[Opening DATA EXTRACT section]
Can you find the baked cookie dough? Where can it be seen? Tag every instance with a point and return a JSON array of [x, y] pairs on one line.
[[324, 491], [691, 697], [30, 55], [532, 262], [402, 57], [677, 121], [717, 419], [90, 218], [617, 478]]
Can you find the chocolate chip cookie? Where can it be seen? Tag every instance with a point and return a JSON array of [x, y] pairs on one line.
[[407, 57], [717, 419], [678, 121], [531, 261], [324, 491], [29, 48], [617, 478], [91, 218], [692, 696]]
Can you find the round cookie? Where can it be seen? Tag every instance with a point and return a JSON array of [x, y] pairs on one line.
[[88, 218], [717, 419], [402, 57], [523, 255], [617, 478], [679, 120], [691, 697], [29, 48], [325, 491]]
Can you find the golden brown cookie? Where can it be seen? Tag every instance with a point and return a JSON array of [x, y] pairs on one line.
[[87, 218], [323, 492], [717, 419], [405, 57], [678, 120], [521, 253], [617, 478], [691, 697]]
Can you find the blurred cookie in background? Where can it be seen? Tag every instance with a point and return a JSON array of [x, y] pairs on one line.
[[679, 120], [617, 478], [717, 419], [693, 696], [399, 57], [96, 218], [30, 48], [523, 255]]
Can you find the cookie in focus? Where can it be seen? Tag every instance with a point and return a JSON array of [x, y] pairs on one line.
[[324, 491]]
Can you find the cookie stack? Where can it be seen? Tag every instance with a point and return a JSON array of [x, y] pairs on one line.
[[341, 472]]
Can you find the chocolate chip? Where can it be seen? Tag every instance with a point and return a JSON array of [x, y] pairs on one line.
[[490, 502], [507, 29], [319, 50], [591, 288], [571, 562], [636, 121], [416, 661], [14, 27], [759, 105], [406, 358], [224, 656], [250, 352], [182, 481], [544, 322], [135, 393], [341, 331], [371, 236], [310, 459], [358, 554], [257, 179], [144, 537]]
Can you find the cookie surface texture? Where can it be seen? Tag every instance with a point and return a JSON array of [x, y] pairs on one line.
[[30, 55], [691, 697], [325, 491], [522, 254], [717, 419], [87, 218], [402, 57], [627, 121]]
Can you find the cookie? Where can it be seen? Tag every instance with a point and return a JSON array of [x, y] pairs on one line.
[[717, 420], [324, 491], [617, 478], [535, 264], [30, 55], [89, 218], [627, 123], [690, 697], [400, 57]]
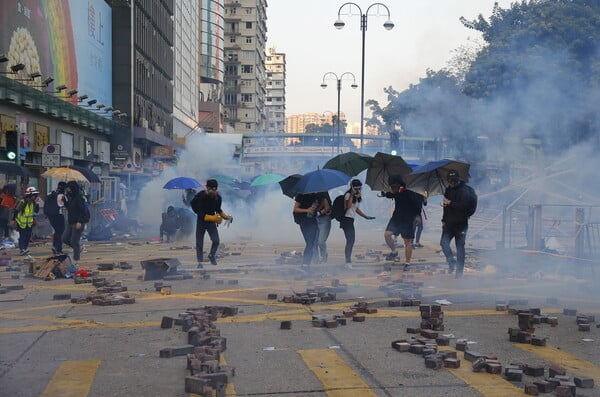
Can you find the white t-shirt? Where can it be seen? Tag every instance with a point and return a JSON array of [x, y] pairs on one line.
[[351, 212]]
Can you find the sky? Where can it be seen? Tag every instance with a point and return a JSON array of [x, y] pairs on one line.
[[425, 34]]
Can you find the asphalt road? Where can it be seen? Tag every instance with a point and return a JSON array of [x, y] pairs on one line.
[[55, 348]]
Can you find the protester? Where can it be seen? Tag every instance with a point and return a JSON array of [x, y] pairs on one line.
[[76, 218], [54, 208], [169, 225], [458, 206], [25, 211], [352, 200], [407, 205], [323, 225], [7, 206], [207, 205], [420, 223], [305, 215]]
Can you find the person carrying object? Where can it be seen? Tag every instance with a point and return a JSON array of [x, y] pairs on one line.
[[459, 204], [352, 200], [25, 210], [407, 205], [207, 205]]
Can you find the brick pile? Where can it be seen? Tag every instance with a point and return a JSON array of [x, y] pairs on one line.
[[203, 349]]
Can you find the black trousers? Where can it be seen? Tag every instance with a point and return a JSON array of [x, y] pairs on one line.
[[201, 228]]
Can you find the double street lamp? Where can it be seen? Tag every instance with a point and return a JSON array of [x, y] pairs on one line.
[[388, 25], [330, 76]]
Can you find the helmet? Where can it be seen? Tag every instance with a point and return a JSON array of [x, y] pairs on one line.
[[31, 191]]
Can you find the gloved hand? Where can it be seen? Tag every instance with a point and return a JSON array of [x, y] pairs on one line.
[[213, 218]]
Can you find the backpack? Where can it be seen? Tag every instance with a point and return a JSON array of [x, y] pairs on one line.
[[338, 209], [85, 214], [51, 205], [471, 206]]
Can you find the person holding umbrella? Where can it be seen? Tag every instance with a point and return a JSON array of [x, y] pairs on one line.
[[207, 205], [459, 204], [352, 200], [305, 215], [407, 205]]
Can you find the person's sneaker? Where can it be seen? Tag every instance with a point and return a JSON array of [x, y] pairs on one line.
[[391, 256]]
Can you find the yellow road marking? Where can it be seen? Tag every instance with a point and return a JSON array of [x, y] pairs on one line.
[[338, 379], [488, 385], [72, 379], [567, 361]]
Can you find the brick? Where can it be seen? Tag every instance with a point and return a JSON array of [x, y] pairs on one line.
[[554, 370], [531, 390], [584, 382], [451, 363], [167, 322]]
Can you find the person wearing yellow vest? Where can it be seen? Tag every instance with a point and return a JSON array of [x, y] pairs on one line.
[[25, 210]]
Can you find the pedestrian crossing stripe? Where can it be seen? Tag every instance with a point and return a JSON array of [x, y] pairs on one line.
[[72, 379]]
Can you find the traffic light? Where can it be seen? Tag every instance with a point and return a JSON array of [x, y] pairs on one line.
[[12, 145]]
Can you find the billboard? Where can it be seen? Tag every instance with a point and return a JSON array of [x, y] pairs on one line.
[[68, 40]]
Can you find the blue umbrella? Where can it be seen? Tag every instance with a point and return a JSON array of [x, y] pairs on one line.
[[431, 178], [320, 181], [182, 182]]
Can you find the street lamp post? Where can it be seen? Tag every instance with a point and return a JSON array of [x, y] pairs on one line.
[[329, 76], [339, 24]]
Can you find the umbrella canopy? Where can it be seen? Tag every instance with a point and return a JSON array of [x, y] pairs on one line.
[[13, 169], [321, 181], [431, 178], [266, 179], [350, 163], [288, 185], [65, 174], [182, 182], [383, 166]]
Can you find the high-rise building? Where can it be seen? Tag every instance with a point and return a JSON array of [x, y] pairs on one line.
[[186, 65], [275, 104], [212, 67], [244, 83]]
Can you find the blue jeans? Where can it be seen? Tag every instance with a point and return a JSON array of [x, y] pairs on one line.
[[309, 229], [324, 225], [459, 234]]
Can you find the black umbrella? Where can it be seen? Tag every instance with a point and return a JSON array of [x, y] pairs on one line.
[[383, 166], [13, 169], [288, 185], [431, 178]]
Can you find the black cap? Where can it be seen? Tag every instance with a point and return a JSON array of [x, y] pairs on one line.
[[452, 174]]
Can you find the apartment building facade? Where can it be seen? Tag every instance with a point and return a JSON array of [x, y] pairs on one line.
[[244, 91], [275, 100]]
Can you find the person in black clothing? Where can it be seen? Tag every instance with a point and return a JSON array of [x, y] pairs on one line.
[[455, 222], [305, 211], [407, 205], [57, 221], [207, 204], [76, 220]]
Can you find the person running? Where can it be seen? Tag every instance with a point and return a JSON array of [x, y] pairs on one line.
[[25, 211], [76, 218], [420, 223], [323, 225], [207, 205], [459, 203], [352, 200], [407, 205]]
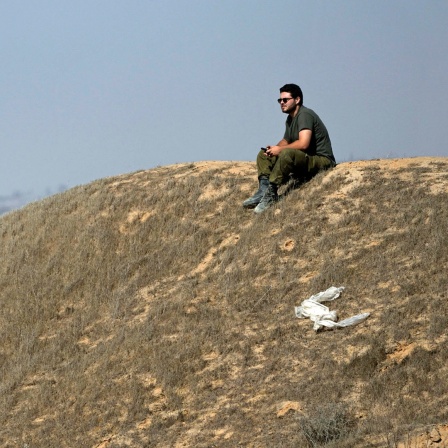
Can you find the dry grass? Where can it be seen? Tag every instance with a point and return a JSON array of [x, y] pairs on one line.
[[150, 309]]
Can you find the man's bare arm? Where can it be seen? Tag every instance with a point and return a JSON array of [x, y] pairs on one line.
[[301, 144]]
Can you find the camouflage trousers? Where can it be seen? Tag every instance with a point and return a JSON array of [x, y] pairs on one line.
[[291, 162]]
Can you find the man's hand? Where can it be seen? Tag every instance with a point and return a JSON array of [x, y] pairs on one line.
[[272, 151]]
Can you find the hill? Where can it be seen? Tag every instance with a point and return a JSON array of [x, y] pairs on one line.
[[151, 310]]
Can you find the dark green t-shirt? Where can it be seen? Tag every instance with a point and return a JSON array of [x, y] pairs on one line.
[[320, 144]]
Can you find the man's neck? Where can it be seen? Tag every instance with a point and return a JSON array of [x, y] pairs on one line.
[[294, 112]]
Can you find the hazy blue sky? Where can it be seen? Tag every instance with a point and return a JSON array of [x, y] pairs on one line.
[[95, 88]]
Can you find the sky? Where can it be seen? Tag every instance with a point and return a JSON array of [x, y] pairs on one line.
[[97, 88]]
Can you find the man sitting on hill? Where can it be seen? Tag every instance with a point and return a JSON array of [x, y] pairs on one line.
[[304, 150]]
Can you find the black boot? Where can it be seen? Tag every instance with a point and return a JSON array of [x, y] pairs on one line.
[[270, 197], [254, 200]]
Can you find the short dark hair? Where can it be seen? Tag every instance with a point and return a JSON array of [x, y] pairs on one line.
[[294, 90]]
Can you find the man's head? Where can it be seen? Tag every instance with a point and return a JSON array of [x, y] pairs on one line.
[[294, 90]]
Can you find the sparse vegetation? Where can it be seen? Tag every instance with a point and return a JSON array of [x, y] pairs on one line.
[[150, 309]]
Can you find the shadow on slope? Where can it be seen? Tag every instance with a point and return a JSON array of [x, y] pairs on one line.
[[150, 309]]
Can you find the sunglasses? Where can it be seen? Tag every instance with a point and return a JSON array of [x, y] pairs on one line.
[[284, 100]]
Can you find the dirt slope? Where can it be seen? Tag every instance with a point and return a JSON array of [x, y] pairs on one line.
[[150, 309]]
[Closing DATA EXTRACT section]
TASK OBJECTIVE.
Write out an exact transcription of the line with "Can you find the sunglasses?" and of each line after it; stop at the end of the records.

REPLY TO THE EXERCISE.
Can you find the sunglasses? Where can it be seen? Tag every instance with a point and return a JSON array of [x, y] pairs on one line.
[[284, 100]]
Can you find the dirt slope? Where can it be seen? Tag every instance with a point and return a JSON array of [x, y] pairs on one line.
[[150, 309]]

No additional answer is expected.